--- WHAT YOU WILL DO ---
Render every line of the records below as a Markdown table with two columns, Row and Line. Number the rows, skip blank lines, and leave the pictures out.

BEGIN

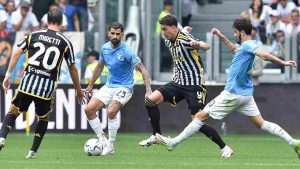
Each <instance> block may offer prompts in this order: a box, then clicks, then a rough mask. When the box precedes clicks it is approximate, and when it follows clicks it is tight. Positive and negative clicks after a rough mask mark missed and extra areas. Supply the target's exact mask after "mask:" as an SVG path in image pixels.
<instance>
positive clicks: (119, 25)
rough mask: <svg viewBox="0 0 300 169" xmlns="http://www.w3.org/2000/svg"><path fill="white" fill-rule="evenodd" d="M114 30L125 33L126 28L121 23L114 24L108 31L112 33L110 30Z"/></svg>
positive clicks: (109, 26)
mask: <svg viewBox="0 0 300 169" xmlns="http://www.w3.org/2000/svg"><path fill="white" fill-rule="evenodd" d="M111 28H113V29H121V32H123V31H124V26H123V25H122V24H121V23H119V22H113V23H111V24H110V25H109V27H108V31H110V29H111Z"/></svg>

END

--- SOLUTION TO THE PROBLEM ---
| Row | Line |
|---|---|
| 1 | Each <instance> block may offer prompts in this order: a box, then clicks, then a rough mask. When the box precedes clicks it is approximate, and when it follows clicks it is tight. Positive and negative clicks after a rough mask mark missed and extra areas. Supply the target's exact mask after "mask:" as an SVG path in image pixels. |
| 2 | <instance> |
| 3 | positive clicks: (119, 25) |
| 4 | rough mask: <svg viewBox="0 0 300 169" xmlns="http://www.w3.org/2000/svg"><path fill="white" fill-rule="evenodd" d="M114 30L125 33L126 28L121 23L114 24L108 31L112 33L110 30Z"/></svg> |
| 5 | positive clicks: (109, 26) |
| 6 | mask: <svg viewBox="0 0 300 169" xmlns="http://www.w3.org/2000/svg"><path fill="white" fill-rule="evenodd" d="M111 28H113V29H121V32H123V31H124V26H123V25H122V24H121V23H119V22H113V23H111V24H110V25H109V27H108V31H110V29H111Z"/></svg> |